• Exercise data
____________________

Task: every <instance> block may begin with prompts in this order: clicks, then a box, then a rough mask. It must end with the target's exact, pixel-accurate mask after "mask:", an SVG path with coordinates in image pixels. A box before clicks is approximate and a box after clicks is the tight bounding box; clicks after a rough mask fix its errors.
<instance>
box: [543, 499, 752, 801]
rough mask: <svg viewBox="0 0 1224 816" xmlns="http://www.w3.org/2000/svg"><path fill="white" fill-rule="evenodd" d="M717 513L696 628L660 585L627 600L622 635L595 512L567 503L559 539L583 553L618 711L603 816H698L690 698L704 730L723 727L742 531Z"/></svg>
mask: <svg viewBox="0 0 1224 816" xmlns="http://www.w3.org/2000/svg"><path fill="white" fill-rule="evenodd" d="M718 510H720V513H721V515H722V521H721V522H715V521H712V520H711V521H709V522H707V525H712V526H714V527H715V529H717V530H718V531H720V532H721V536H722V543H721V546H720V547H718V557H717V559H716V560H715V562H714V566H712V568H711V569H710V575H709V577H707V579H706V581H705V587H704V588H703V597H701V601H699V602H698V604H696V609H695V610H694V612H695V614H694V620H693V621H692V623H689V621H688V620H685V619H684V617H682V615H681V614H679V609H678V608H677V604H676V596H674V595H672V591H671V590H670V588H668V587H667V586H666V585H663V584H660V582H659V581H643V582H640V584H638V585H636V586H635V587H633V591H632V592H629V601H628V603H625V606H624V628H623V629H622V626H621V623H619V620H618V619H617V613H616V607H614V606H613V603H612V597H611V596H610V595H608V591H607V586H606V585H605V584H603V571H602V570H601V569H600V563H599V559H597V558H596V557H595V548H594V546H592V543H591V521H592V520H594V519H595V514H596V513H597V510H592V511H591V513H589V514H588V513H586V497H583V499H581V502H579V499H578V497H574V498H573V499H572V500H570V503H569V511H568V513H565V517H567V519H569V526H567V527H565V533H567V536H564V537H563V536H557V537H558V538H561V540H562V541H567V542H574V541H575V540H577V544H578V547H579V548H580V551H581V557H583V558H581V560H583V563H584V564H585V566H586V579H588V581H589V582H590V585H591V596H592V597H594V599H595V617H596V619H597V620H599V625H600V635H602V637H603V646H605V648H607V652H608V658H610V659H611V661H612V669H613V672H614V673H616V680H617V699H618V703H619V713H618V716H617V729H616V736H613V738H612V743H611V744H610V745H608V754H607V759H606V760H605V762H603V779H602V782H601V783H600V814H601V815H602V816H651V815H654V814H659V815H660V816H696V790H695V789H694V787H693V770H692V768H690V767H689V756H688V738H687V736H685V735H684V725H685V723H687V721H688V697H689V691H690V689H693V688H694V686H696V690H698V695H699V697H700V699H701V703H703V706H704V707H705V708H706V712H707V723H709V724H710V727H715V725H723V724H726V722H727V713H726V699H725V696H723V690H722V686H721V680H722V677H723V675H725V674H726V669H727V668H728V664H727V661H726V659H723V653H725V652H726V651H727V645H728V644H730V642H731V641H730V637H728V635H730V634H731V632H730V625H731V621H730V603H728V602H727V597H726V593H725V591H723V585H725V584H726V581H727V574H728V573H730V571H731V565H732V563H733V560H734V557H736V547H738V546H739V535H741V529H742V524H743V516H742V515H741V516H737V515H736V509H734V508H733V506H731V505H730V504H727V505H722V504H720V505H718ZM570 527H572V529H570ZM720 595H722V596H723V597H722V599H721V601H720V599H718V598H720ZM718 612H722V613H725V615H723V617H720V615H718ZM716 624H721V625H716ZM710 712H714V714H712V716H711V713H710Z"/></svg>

____________________

Word for word, output the lines of the data from its first line through the line where "box: [543, 499, 752, 801]" appears, and stop there.

• Answer space
Task: every <instance> block may begin with prompts in this order: clicks, then a box, then a rough mask. It must end with the target's exact, pixel-accurate mask after "mask:", an SVG path with coordinates in image pixels. A box before clicks is approximate and a box after clicks is the tight bounding box; clicks after a rough mask fix its errors.
<instance>
box: [543, 499, 752, 801]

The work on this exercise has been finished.